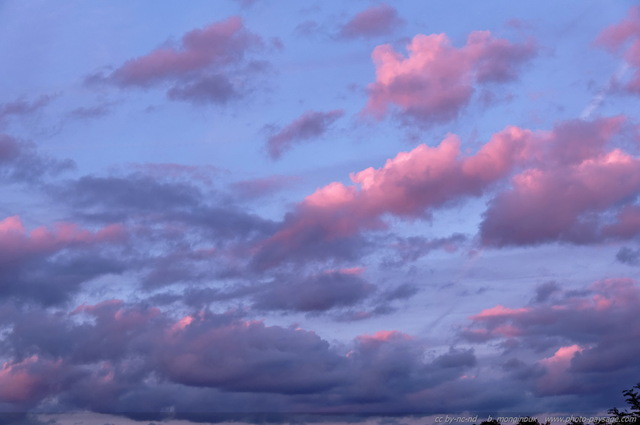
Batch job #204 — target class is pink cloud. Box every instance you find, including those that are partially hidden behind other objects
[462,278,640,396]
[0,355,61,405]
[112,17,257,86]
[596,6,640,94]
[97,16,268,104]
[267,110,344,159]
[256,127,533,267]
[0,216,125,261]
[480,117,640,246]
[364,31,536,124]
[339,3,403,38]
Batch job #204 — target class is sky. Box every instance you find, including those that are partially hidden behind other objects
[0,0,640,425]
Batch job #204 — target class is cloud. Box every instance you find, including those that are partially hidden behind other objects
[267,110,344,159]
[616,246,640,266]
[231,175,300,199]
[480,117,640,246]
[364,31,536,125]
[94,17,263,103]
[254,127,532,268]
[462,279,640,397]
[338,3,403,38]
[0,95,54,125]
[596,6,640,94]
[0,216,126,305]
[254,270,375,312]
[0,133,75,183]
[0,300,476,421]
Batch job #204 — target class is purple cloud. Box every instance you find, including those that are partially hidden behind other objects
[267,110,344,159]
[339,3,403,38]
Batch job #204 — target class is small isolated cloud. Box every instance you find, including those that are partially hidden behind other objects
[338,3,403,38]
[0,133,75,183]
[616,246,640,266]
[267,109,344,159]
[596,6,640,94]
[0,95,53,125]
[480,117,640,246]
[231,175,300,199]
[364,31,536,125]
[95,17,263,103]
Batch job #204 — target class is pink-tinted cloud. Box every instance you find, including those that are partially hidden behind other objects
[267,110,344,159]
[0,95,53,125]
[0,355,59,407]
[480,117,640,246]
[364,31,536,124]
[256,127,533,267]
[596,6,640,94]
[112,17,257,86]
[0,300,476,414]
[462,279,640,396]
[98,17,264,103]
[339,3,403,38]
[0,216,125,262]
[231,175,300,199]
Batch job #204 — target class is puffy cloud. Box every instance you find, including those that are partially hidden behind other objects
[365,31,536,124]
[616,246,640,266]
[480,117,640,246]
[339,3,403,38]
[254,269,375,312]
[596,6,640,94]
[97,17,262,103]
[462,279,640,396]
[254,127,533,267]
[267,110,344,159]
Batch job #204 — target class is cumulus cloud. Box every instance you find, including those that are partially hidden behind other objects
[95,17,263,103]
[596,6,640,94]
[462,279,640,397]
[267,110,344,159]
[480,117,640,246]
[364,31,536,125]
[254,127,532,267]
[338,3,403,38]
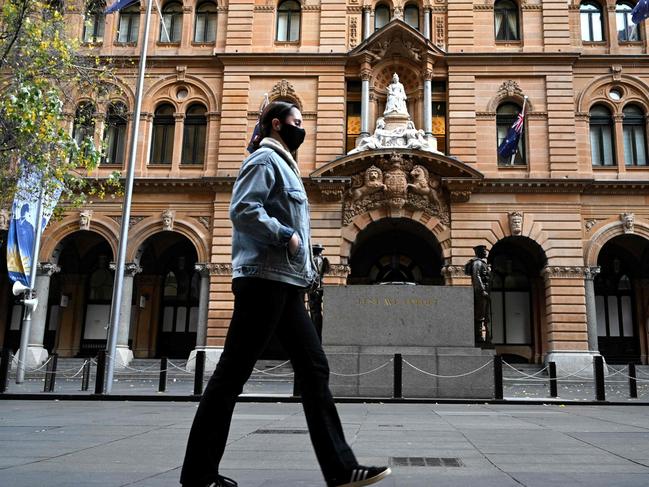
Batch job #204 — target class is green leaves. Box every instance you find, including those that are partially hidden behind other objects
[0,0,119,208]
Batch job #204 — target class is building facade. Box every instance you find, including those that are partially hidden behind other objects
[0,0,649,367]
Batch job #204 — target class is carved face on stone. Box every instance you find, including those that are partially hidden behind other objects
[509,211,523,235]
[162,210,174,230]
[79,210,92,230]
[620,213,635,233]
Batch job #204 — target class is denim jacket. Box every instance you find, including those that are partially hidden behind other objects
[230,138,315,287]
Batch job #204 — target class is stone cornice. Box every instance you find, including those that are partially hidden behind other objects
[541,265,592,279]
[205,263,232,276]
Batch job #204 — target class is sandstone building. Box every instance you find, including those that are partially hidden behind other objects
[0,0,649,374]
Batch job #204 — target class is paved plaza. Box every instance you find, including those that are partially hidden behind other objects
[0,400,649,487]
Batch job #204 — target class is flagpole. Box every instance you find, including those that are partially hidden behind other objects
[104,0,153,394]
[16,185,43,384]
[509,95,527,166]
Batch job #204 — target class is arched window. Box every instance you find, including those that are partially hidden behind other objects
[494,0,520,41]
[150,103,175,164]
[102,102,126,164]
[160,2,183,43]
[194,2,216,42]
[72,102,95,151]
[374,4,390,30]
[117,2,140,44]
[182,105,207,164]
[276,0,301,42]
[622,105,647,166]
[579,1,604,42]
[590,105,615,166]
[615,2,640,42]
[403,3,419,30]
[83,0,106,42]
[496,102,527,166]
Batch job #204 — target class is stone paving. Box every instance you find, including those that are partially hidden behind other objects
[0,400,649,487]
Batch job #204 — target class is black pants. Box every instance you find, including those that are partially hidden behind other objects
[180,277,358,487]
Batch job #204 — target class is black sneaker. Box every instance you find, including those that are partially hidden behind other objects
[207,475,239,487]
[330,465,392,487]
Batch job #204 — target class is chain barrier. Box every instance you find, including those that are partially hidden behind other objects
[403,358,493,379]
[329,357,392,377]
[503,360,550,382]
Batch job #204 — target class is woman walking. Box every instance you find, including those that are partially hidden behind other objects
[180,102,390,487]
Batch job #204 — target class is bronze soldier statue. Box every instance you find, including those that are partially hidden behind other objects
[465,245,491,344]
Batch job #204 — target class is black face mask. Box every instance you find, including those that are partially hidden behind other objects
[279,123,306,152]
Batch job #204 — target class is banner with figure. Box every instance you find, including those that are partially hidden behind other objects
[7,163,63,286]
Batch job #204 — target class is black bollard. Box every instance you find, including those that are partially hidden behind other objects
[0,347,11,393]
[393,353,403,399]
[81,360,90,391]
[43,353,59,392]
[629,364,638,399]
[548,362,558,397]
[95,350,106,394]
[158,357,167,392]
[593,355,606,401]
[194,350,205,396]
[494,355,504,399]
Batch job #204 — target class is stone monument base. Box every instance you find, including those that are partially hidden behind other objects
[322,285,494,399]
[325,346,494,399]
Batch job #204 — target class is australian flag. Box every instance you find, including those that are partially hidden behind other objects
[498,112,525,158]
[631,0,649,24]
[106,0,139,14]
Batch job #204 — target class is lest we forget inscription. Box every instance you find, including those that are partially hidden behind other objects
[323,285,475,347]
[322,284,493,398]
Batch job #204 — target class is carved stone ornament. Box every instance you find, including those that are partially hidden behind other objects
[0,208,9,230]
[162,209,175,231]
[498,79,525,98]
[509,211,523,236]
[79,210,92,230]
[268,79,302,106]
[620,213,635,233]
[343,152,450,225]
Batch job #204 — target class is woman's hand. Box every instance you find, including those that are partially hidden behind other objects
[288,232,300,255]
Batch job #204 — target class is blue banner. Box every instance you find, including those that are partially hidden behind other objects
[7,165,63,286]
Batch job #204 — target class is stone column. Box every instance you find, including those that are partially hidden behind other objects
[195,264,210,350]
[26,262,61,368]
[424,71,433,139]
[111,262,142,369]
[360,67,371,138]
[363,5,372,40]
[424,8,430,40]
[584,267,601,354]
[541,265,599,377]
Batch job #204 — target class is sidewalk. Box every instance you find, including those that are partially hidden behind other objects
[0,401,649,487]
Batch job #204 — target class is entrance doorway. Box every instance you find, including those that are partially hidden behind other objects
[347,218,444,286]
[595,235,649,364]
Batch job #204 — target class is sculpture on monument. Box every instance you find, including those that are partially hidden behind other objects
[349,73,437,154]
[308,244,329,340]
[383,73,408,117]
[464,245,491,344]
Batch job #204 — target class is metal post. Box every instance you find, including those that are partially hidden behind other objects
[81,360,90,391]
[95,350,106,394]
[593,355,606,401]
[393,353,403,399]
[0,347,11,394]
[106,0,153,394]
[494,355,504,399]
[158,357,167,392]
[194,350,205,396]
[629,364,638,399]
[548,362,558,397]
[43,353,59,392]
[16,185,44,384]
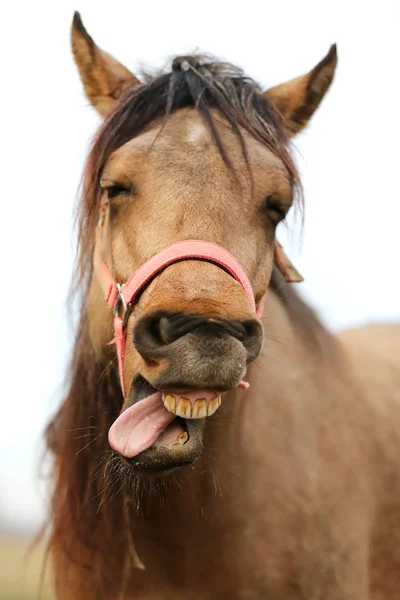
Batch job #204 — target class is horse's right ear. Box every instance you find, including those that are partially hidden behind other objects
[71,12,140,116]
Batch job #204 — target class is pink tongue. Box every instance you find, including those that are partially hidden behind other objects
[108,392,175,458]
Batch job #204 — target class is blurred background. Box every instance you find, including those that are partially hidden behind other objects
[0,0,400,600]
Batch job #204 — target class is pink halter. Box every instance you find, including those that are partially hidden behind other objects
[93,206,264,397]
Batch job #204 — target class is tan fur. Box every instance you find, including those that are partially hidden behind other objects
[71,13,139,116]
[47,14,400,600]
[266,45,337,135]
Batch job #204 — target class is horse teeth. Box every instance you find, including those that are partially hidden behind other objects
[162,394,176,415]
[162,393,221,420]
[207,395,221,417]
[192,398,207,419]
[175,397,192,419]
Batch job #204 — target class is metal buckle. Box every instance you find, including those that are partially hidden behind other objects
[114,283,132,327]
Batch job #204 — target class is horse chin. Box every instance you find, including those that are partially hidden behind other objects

**What this task involves**.
Recast the items from the line containing "Batch job #204 — target class is stone paving." through the line containing "[465,245,491,344]", inclusive, as a two-column CSV with the header instruction,boxes. Give one row per item, with its text and its answer each in a single quoted field and line breaks replaced by spaces.

**Task solution**.
instruction,boxes
"Batch job #204 — target class is stone paving. Box every instance you find, including those that are partially hidden behind other objects","[0,400,649,487]"
"Batch job #204 — target class is black pants. Box every instance you find, including those that are partially hidden behind other objects","[180,277,358,487]"
"Batch job #204 — target class is black sneaker. Box every instance you find, including those that are partially hidden behind other objects","[207,475,239,487] [330,465,392,487]"
"Batch job #204 — target class is chain barrier. Box every instance you find, including those that are partially hidden behind other objects","[403,358,493,379] [329,357,392,377] [503,360,550,382]"
"Batch job #204 — target class is woman walking. Box every instance you find, including those that are partially hidden behind other objects","[180,102,390,487]"
"Batch job #204 — target class is bronze soldier statue. Box every instance you find, including those that are partially hidden behind other objects","[465,245,491,344]"